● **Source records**

******************************

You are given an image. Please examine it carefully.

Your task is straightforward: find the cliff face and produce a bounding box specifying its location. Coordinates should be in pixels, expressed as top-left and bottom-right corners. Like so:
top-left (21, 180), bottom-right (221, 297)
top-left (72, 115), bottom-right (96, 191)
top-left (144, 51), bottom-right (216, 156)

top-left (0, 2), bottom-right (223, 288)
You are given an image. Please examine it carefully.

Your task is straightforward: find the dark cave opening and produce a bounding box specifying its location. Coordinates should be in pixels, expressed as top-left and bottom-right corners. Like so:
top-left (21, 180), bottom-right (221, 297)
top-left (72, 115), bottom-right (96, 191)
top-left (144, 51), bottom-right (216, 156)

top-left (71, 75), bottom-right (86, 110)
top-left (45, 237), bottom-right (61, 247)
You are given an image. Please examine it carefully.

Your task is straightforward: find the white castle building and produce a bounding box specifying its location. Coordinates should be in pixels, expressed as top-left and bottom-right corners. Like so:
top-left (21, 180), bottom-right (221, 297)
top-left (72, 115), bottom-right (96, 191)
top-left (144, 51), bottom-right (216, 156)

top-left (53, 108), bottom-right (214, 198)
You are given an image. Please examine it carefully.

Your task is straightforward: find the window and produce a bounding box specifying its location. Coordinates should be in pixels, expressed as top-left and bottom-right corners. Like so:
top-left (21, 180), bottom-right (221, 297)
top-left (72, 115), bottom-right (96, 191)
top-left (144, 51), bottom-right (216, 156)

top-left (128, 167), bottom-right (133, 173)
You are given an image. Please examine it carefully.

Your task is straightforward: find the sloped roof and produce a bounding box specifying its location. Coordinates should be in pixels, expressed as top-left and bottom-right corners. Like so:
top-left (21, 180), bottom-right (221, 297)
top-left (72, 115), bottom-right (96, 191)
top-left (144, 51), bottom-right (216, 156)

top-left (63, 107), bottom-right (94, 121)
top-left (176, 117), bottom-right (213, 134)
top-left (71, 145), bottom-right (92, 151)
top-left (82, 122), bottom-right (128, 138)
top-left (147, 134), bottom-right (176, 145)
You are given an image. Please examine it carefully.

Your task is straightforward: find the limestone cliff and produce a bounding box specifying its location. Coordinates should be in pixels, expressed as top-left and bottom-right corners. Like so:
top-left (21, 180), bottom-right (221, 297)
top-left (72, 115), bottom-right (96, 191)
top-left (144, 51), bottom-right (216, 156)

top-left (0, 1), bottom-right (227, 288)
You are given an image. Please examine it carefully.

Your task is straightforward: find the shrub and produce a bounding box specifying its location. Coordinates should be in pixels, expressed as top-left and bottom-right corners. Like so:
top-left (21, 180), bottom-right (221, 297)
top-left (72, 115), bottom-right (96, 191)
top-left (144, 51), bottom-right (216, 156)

******************************

● **REQUIRED WORK**
Please rewrite the rows above, putting "rectangle" wherever "bounding box" appears and changing nothing else.

● **WRITTEN ANSWER**
You are given an image. Please examine it carefully.

Your task is straightforward: find the cliff face and produce a rectangle specifying its location. Coordinates should be in pixels, expressed as top-left and bottom-right corners. Like so:
top-left (21, 180), bottom-right (221, 297)
top-left (72, 115), bottom-right (96, 191)
top-left (144, 51), bottom-right (216, 156)

top-left (0, 2), bottom-right (223, 288)
You are given an image. Please examine it carefully.

Your task is straightforward: find the dark cave opening and produce a rectangle specifying its location. Coordinates should be in pixels, expressed as top-left and bottom-right corners. Like so:
top-left (21, 180), bottom-right (221, 297)
top-left (72, 115), bottom-right (96, 191)
top-left (144, 51), bottom-right (216, 156)

top-left (71, 75), bottom-right (86, 110)
top-left (45, 237), bottom-right (61, 247)
You are given an image. Please examine it carefully.

Your task is straightforward: find the white castle building and produce a rectangle specifying its location. Coordinates should be in pixels, expressed as top-left and bottom-right corners. Like so:
top-left (21, 180), bottom-right (221, 297)
top-left (72, 115), bottom-right (96, 191)
top-left (144, 51), bottom-right (216, 156)

top-left (53, 108), bottom-right (214, 198)
You are given an image. Please examine it carefully.

Your task is straightforward: find the window and produce a rectangle specifying its location. Coordinates should be in pixels, expressed as top-left and bottom-right corners. Like so:
top-left (21, 180), bottom-right (221, 297)
top-left (72, 115), bottom-right (96, 191)
top-left (144, 51), bottom-right (216, 156)

top-left (128, 167), bottom-right (133, 173)
You are given an image. Please examine it carefully.

Your task is straightforward: find the sloped roof and produce a rectangle specifying its location. Coordinates should be in pixels, expressed as top-left and bottom-right corners. Like so:
top-left (21, 180), bottom-right (221, 297)
top-left (72, 115), bottom-right (96, 191)
top-left (144, 51), bottom-right (216, 156)

top-left (63, 107), bottom-right (94, 121)
top-left (176, 117), bottom-right (213, 134)
top-left (71, 145), bottom-right (92, 151)
top-left (82, 122), bottom-right (128, 138)
top-left (147, 134), bottom-right (176, 145)
You are given an image. Please examine it carefully.

Your task is straightforward: find the limestone cliff and produce a rectangle specifying its location. Coordinates should be in pixels, expressed as top-left and bottom-right corners. Like so:
top-left (21, 180), bottom-right (221, 297)
top-left (72, 115), bottom-right (96, 191)
top-left (144, 51), bottom-right (216, 156)

top-left (0, 1), bottom-right (227, 288)
You are given an image. Please examine it carefully.

Your task is straightforward: find the shrub and produce a rectangle specifying its location. Coordinates should be in pixels, expressed as top-left and bottom-right corners. Like so:
top-left (21, 180), bottom-right (221, 297)
top-left (72, 115), bottom-right (96, 191)
top-left (144, 51), bottom-right (216, 156)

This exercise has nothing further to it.